━━ Page extract

Critically, while healthy cells were protected, cancer cells remained vulnerable to the treatment. Longo effectively sent drugs straight into the tumors - a much-anticipated technique that's so far eluded cancer researchers.

Though Longo duplicated the effect in human cells, it needs to be stressed that this is a very early finding. Nonetheless, scientists are enthusiastic: if healthy cells are exempted, chemotherapy doses could be upped and side effects lowered.

The paper can be found at PNAS for those who like to read the scientific literature.

I point this out largely out of interest value for most of us. I'd like to think that there won't be much bulk, untargeted chemotherapy taking place in the world two decades from now - a reasonable expectation given current trends and progress in cancer research. The replacement for chemotherapy will be engineered and targeted vector therapies, using new knowledge of the molecules and cell structures that mark cancer cells as different, destroying only those cancer cells while leaving the patient otherwise perfectly healthy and unharmed.

The practice of calorie restriction for health is still a smart idea, even an age of nanomedical cancer killers, of course. Why be more unhealthy than you have to be? Every extra year you can live in good health without the intervention of medical science is another year for that medical science to advance and improve for the time when you do need it.

Comments

This is cutting edge science. You make a great point of staying healthy while we wait for medicine to catch up. We eat way to much food.

━━━━
━━ Dataset content

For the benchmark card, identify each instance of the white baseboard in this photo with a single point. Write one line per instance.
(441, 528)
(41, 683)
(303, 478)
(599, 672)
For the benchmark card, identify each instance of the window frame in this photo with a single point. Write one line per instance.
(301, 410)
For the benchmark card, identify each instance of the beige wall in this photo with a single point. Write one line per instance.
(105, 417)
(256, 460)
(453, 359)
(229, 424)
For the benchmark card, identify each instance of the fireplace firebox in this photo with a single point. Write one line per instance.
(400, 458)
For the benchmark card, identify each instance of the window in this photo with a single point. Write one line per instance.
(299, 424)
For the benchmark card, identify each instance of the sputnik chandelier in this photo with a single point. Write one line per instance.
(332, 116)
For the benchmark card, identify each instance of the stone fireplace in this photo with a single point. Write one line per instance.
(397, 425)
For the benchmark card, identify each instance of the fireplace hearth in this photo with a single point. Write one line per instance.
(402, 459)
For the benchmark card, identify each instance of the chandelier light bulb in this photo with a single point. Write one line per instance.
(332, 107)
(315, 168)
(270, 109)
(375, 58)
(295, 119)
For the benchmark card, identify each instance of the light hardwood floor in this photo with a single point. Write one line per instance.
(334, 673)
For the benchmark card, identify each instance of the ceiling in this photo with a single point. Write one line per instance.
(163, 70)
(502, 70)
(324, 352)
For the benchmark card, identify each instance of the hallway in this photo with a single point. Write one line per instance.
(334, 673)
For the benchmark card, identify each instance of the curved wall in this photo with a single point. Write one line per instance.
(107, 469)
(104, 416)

━━━━
━━ Dataset content

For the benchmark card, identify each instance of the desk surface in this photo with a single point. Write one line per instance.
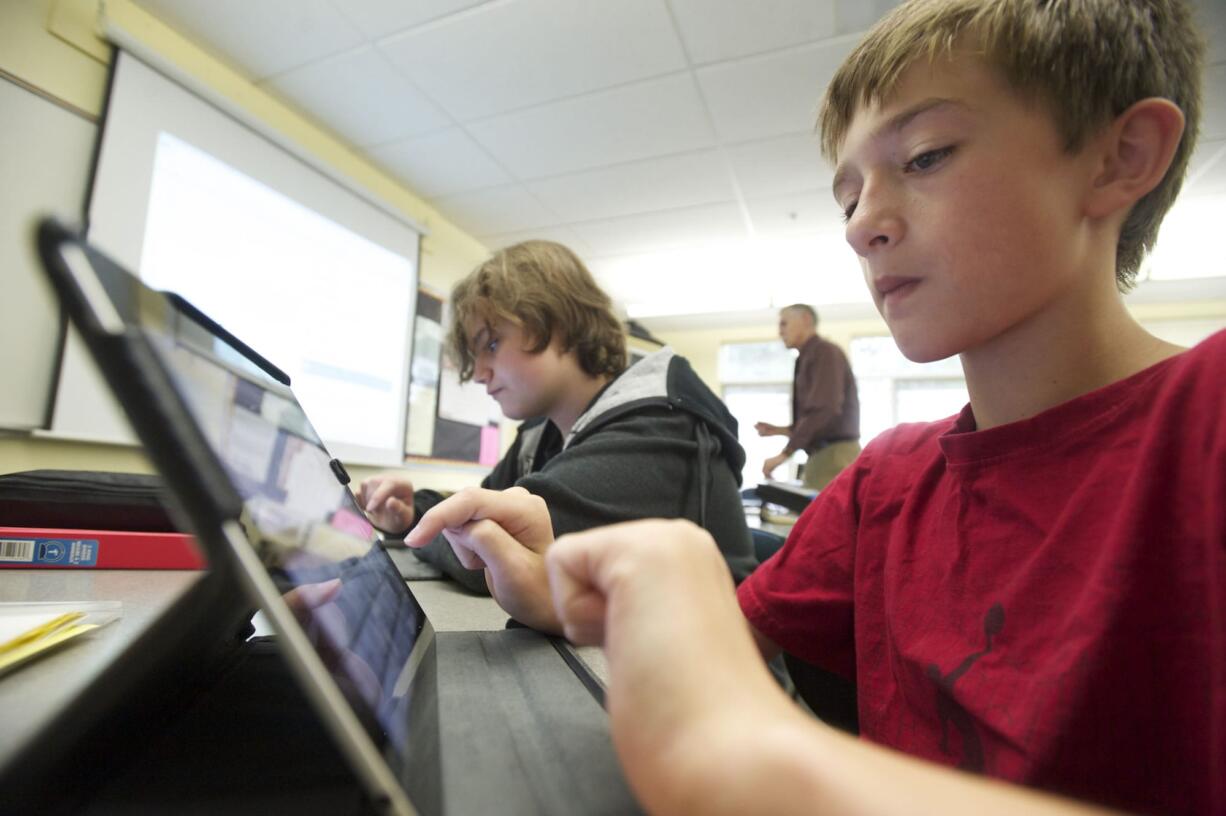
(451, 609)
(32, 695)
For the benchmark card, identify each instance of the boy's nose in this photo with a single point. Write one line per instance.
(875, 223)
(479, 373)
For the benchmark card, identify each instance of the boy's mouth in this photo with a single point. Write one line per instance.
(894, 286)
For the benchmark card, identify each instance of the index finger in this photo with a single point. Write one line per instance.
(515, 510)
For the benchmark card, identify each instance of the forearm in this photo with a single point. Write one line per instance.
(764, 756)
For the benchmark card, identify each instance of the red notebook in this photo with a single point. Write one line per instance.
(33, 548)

━━━━

__Brief__.
Reproduce the passage on chemotherapy word for word, starting at "I point this" and continuing up to and including "do need it.".

__Expected output__.
I point this out largely out of interest value for most of us. I'd like to think that there won't be much bulk, untargeted chemotherapy taking place in the world two decades from now - a reasonable expectation given current trends and progress in cancer research. The replacement for chemotherapy will be engineered and targeted vector therapies, using new knowledge of the molecules and cell structures that mark cancer cells as different, destroying only those cancer cells while leaving the patient otherwise perfectly healthy and unharmed.

The practice of calorie restriction for health is still a smart idea, even an age of nanomedical cancer killers, of course. Why be more unhealthy than you have to be? Every extra year you can live in good health without the intervention of medical science is another year for that medical science to advance and improve for the time when you do need it.